EXTRACT PROVIDED >>

>>

Although I had just visited Barcelona for the first time less than a year prior, in September 2018 (read about my trip here), I decided to return for a few days in August 2019 in between visits to Menorca and San Sebastián. I was already in Spain and wanted to check some more things off my Barcelona list, so why not? While I harbored similar concerns about visiting Barcelona in August as I did about visiting Paris in July, I went in to the trip with tempered expectations (lots of tourists, few locals, steamy weather, and restaurant closures for summer break – which meant no dining at Tickets again).

Staying at the Barcelona EDITION

My flight on Vueling Airlines (a low-cost Spanish carrier) was uneventful and I was at my hotel by 4pm.

Descending into BCN

As much as I had loved staying at Soho House on my previous visit, I wanted to check out a different property. The Barcelona EDITION had opened only a year ago, was conveniently located in El Born and featured a beautiful rooftop. I am also a sucker for the custom Le Labo bath products at EDITION hotels – they just smell so good.

<<

DATA >>
>>

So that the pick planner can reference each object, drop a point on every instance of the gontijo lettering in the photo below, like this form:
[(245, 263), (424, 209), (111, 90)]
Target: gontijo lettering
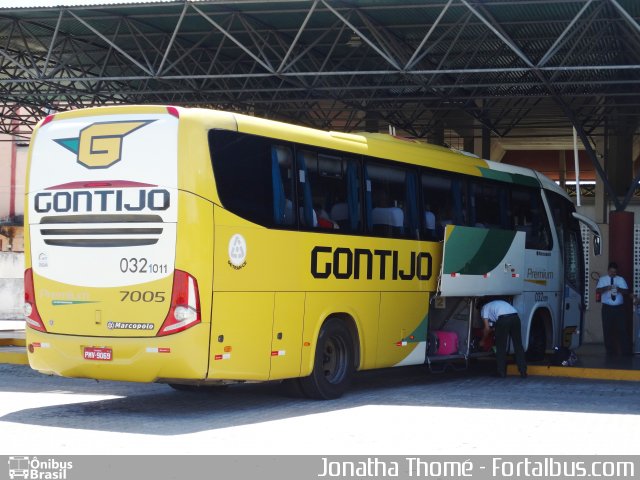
[(129, 200), (344, 263)]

<<

GOAL >>
In the Barcelona travel post, list the expectations the writer names in parentheses for an August trip. The data has no connection to the Barcelona travel post.

RESPONSE TO THE TASK >>
- Lots of tourists
- Few locals
- Steamy weather
- Restaurant closures for summer break